Activity. Among the records below, find each line containing the word "paneled" and copy it.

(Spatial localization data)
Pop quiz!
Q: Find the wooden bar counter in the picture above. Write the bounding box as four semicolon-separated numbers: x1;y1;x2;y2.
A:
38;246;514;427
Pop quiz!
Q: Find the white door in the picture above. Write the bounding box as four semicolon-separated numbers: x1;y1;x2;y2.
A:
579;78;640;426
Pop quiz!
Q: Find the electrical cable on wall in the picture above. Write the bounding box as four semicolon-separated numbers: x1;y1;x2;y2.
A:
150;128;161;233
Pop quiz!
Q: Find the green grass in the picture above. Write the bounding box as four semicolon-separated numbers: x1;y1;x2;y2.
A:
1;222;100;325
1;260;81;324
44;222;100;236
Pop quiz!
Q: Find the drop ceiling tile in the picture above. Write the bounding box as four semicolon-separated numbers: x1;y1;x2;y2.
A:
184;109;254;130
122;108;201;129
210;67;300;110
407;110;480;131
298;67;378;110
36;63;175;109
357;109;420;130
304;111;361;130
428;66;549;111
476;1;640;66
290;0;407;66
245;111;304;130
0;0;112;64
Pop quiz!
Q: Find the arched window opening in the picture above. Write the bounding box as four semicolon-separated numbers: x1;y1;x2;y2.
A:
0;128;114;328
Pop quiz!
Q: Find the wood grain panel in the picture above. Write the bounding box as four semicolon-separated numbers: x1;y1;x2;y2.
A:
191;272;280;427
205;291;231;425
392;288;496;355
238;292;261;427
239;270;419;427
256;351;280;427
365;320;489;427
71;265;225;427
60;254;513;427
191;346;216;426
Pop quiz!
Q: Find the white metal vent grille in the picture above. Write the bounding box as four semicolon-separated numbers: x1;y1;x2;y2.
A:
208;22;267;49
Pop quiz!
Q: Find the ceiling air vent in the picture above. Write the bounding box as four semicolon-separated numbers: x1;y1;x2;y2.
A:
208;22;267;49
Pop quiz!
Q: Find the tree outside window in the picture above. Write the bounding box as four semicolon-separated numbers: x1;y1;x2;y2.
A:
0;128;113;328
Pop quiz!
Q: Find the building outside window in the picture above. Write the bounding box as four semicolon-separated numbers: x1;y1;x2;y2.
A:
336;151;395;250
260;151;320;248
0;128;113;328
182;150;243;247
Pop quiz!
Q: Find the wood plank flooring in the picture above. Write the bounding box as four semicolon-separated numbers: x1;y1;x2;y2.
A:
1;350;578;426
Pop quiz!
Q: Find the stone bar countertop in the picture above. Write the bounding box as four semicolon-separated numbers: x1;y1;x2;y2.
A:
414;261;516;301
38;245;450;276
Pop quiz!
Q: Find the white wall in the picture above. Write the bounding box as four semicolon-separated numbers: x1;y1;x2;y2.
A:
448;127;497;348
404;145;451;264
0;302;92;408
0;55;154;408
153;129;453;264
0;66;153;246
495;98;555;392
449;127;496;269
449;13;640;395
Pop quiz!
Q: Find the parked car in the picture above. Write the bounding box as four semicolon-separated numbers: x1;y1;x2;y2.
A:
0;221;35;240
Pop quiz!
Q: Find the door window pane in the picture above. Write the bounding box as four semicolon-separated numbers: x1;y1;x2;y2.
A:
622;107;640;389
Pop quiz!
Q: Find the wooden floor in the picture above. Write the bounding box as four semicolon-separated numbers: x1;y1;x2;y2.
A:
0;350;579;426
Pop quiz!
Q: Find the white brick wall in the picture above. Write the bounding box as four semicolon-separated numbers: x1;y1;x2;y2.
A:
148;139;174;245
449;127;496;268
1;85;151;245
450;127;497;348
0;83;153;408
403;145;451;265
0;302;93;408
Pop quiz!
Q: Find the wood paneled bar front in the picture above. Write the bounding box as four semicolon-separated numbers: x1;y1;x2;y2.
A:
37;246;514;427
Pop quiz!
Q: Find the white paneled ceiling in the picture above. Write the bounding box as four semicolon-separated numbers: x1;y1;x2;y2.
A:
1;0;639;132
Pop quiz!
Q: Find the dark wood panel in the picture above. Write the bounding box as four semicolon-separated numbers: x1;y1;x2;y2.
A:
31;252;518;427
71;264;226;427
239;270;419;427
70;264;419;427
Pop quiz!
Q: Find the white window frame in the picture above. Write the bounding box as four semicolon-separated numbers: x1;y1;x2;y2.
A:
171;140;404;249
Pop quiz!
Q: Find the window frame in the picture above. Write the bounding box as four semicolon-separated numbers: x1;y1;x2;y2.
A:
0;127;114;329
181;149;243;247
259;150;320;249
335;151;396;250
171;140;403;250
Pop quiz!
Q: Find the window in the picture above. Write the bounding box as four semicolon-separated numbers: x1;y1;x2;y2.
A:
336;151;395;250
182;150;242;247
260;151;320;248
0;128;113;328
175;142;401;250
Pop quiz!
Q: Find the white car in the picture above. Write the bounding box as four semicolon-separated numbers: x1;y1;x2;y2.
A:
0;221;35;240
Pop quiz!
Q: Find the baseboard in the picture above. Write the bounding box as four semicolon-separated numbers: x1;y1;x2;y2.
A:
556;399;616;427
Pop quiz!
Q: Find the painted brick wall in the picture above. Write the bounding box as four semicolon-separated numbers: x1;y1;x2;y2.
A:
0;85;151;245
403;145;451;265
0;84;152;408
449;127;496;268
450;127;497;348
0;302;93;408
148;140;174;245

Solution.
Q: Find the wood paneled bar front in the picture above. Write the bounding box as four semicolon-separated numbers: x1;y1;x2;y2.
Q: Find the white paneled ceiling in the picture above. Write the bounding box as four semicolon-separated numbers: x1;y1;x2;y2.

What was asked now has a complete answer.